* Your objective *
Retype every entry word for word.

┌────────

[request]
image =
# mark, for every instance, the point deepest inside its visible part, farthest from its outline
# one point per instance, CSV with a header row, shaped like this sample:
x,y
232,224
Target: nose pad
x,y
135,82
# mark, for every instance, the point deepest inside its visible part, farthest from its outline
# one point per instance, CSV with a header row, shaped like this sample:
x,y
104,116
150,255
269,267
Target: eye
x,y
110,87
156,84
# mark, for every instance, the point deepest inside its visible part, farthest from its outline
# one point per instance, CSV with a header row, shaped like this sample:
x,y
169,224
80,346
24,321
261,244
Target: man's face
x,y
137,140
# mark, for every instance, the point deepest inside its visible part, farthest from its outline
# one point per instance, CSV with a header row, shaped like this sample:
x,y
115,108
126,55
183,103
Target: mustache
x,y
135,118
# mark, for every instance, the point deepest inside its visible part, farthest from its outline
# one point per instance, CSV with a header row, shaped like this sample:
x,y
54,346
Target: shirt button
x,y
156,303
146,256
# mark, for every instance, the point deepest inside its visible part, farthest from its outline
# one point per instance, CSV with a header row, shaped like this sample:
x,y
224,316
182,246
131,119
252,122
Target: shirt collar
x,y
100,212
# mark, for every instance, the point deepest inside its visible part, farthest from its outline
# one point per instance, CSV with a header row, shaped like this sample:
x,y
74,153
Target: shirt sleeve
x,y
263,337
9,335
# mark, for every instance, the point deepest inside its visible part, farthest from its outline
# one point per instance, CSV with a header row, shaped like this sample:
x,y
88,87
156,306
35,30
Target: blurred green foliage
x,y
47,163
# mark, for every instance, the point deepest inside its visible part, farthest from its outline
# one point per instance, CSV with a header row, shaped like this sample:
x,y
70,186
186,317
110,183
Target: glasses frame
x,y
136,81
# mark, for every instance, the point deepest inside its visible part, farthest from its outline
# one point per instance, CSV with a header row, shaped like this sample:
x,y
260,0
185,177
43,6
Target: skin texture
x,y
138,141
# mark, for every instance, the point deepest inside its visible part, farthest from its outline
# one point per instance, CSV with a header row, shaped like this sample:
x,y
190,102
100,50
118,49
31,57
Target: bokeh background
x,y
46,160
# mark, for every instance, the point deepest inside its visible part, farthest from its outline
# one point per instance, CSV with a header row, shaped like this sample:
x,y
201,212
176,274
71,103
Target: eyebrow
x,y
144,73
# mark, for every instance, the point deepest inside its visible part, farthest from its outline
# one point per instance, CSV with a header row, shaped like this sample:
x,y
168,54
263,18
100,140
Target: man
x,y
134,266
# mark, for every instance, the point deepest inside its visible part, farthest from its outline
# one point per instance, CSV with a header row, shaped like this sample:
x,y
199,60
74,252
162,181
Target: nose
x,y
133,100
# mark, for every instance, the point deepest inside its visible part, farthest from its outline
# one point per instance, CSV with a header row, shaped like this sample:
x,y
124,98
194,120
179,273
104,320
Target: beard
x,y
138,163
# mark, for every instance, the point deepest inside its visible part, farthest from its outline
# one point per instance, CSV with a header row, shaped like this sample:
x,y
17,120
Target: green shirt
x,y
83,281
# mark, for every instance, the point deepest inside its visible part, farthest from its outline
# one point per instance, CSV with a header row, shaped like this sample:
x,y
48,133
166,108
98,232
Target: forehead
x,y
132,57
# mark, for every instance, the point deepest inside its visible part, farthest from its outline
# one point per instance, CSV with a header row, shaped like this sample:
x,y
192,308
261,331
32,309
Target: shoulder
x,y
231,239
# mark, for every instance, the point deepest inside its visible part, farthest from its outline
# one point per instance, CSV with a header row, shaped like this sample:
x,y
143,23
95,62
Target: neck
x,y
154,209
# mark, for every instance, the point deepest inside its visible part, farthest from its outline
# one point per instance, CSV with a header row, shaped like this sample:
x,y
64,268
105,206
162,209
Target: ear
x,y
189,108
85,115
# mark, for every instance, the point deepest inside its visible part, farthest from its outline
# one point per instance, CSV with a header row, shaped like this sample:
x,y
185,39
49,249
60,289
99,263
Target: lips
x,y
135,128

└────────

* Solution below *
[request]
image =
# mark, for every instance, the point deepest inside its visible part, farthest from its outline
# one point per instance, CSV with a header row, shaped like this sample:
x,y
232,224
Target: nose pad
x,y
135,82
# mark, for every instance, the point deepest inside its visible part, farthest from its outline
# one point per instance, CSV with a header row, shaped like this sample:
x,y
104,116
150,255
269,267
Target: eye
x,y
110,87
156,84
# mark, for every instance, the point deepest inside its visible part, farthest from its outline
# one point per instance, CSV with a header row, shaped like this sample:
x,y
169,224
80,346
24,321
261,244
Target: man's face
x,y
137,140
# mark, for every instance, the point deepest inside its visible part, farthest from its outline
# one point per instance, CSV with a header row, shaped like this sample:
x,y
115,108
126,55
183,103
Target: mustache
x,y
135,118
# mark, for every instance, the point deepest inside its visible part, farthest from its outline
# one point per instance, CSV with a header row, shaped like this sample:
x,y
54,346
Target: shirt button
x,y
156,303
146,256
# mark, for every instance, the point deepest inside its visible part, farthest from its outline
# one point per instance, CSV with a header row, shaped like this sample:
x,y
224,316
182,246
131,119
252,122
Target: shirt collar
x,y
100,212
# mark, for every instance, the point deepest inside its visible part, farthest from its outline
# one point per instance, CSV with a header row, shaped like this sample:
x,y
74,153
Target: shirt sleeve
x,y
263,337
9,335
# mark, for every instance, the point deepest inside its visible part, farthest from its outline
# one point per instance, CSV with a header row, shaped like this sample:
x,y
88,87
156,306
35,30
Target: blurred green foliage
x,y
47,163
# mark, for every instance, the point deepest inside its visible part, farthest from its outline
# one point per instance, CSV with a header row, shaped like this sample:
x,y
70,186
186,317
110,183
Target: glasses frame
x,y
136,81
# mark, for every instance, the point deepest inside its visible part, farthest from its outline
# one point per instance, CSV with a header row, shaped like this sample:
x,y
260,0
185,177
43,6
Target: skin texture
x,y
138,141
# mark, for every instance, the point deepest inside its visible part, farthest from its outline
# one point per instance, CSV with a header row, shaped like this sample:
x,y
190,102
100,50
118,49
31,57
Target: bokeh background
x,y
46,160
# mark, for every instance, the point deepest inside its visible part, farthest from its outline
# one point per instance, CSV with a header row, shaped like this sample:
x,y
201,212
176,274
71,103
Target: eyebrow
x,y
144,73
# mark, for every instance, the point deepest inside its visible part, farthest from its outline
# one point per instance, CSV with a header row, shaped like this sample:
x,y
168,54
263,18
100,140
Target: man
x,y
134,266
# mark, for every instance, the point deepest inside its visible part, farthest from its outline
# one point per instance, CSV with a header row, shaped like this sample:
x,y
199,60
74,252
162,181
Target: nose
x,y
133,100
# mark, for every instance, the point deepest inside its visible part, farthest from its outline
# one point per instance, CSV with a header row, shaped like this sample:
x,y
124,98
194,120
179,273
104,320
Target: beard
x,y
138,163
# mark, for every instance, the point deepest inside its visible part, farthest from its outline
# one point per instance, CSV with a header row, shaped like this sample:
x,y
17,120
Target: green shirt
x,y
83,281
# mark, for every instance, the point deepest inside its visible part, farthest from its outline
# one point per instance, CSV with a header row, shaped like this sample:
x,y
48,133
166,108
98,232
Target: forehead
x,y
132,57
# mark, for every instance, the point deepest inside its visible part, farthest from its outline
# one point per instance, CSV with a header row, shaped like this sample:
x,y
192,308
261,331
32,309
Target: shoulder
x,y
231,239
# mark, for every instance, the point deepest inside its visible part, farthest from its outline
# one point per instance, CSV with a header row, shaped like this sample:
x,y
143,23
95,62
Target: neck
x,y
154,209
# mark, for every instance, the point deepest inside its visible part, farthest from its outline
# one point per instance, CSV with a header row, shaped like this sample:
x,y
64,268
105,206
162,209
Target: ear
x,y
189,108
85,115
# mark, for every instance, the point deepest inside its visible part, farthest from its outline
# one point per instance, CSV with a header row, shaped like this sample:
x,y
185,39
49,249
60,289
99,263
Target: lips
x,y
135,128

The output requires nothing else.